> Natural-language object grounding data
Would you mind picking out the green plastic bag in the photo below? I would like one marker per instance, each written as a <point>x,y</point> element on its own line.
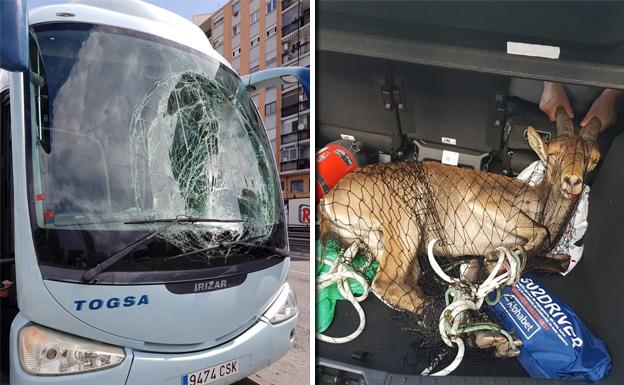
<point>327,297</point>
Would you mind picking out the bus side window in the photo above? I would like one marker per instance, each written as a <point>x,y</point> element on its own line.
<point>6,182</point>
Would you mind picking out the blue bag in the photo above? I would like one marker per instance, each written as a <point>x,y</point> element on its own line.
<point>555,343</point>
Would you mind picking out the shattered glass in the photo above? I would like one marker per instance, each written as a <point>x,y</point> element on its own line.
<point>198,125</point>
<point>133,128</point>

> DIRECTIONS
Provide an exact copy of the records, excluding every picture.

> SOLUTION TO THIS PROBLEM
Would you mind picking out the green plastic bag in the photo below? I would like one marker per instance, each written as a <point>x,y</point> element on its own line.
<point>327,297</point>
Would you mind picking out the bus side window in the photo above? I would like one marker per instance, each written as a <point>x,y</point> element on its own line.
<point>6,182</point>
Would you mind picking out the blue bag in the photo above? I would like one marker per instance, each written as a <point>x,y</point> element on its own line.
<point>555,343</point>
Would you mind picking out the shattered glass in the photo above? I would like one marker per instance, each written as a <point>x,y</point> element on its own line.
<point>198,125</point>
<point>133,128</point>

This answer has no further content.